PAGE TEXT:

Java : linear algorithm but non-linear performance drop, where does it come from?

Question

I am currently having heavy performance issues with an application I'm developping in natural language processing. Basically, given texts, it gathers various data and does a bit of number crunching.

And for every sentence, it does EXACTLY the same. The algorithms applied to gather the statistics do not evolve with previously read data and therefore stay the same.

The issue is that the processing time does not evolve linearly at all: 1 min for 10k sentences, 1 hour for 100k and days for 1M...

I tried everything I could, from re-implementing basic data structures to object pooling to recycles instances. The behavior doesn't change. I get non-linear increase in time that seem impossible to justify by a little more hashmap collisions, nor by IO waiting, nor by anything! Java starts to be sluggish when data increases and I feel totally helpless.

If you want an example, just try the following: count the number of occurences of each word in a big file. Some code is shown below. By doing this, it takes me 3 seconds over 100k sentences and 326 seconds over 1.6M ...so a multiplicator of 110 times instead of 16 times. As data grows more, it just get worse...

Here is a code sample: Note that I compare strings by reference (for efficiency reasons), this can be done thanks to the 'String.intern()' method which returns a unique reference per string. And the map is never re-hashed during the whole process for the numbers given above.

public class DataGathering
{
 SimpleRefCounter<String> counts = new SimpleRefCounter<String>(1000000);

 private void makeCounts(String path) throws IOException
 {

  BufferedReader file_src = new BufferedReader(new FileReader(path));

  String line_src;

  int n = 0;
  while (file_src.ready())

INFORMATION PROVIDED:
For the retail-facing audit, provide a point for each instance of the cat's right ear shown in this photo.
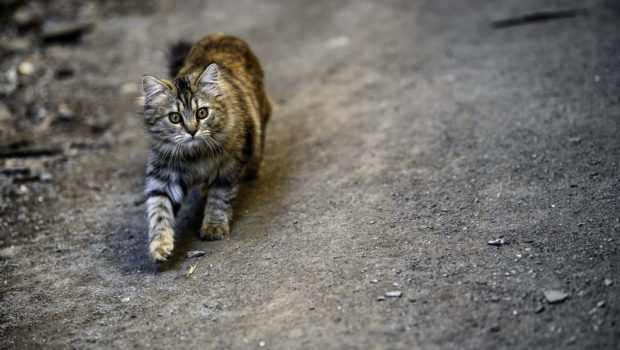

EXERCISE PROMPT:
Reproduce the entire Java performance thread above word for word.

RESULT OF THE TASK:
Java : linear algorithm but non-linear performance drop, where does it come from?

Question

I am currently having heavy performance issues with an application I'm developping in natural language processing. Basically, given texts, it gathers various data and does a bit of number crunching.

And for every sentence, it does EXACTLY the same. The algorithms applied to gather the statistics do not evolve with previously read data and therefore stay the same.

The issue is that the processing time does not evolve linearly at all: 1 min for 10k sentences, 1 hour for 100k and days for 1M...

I tried everything I could, from re-implementing basic data structures to object pooling to recycles instances. The behavior doesn't change. I get non-linear increase in time that seem impossible to justify by a little more hashmap collisions, nor by IO waiting, nor by anything! Java starts to be sluggish when data increases and I feel totally helpless.

If you want an example, just try the following: count the number of occurences of each word in a big file. Some code is shown below. By doing this, it takes me 3 seconds over 100k sentences and 326 seconds over 1.6M ...so a multiplicator of 110 times instead of 16 times. As data grows more, it just get worse...

Here is a code sample: Note that I compare strings by reference (for efficiency reasons), this can be done thanks to the 'String.intern()' method which returns a unique reference per string. And the map is never re-hashed during the whole process for the numbers given above.

public class DataGathering
{
 SimpleRefCounter<String> counts = new SimpleRefCounter<String>(1000000);

 private void makeCounts(String path) throws IOException
 {

  BufferedReader file_src = new BufferedReader(new FileReader(path));

  String line_src;

  int n = 0;
  while (file_src.ready())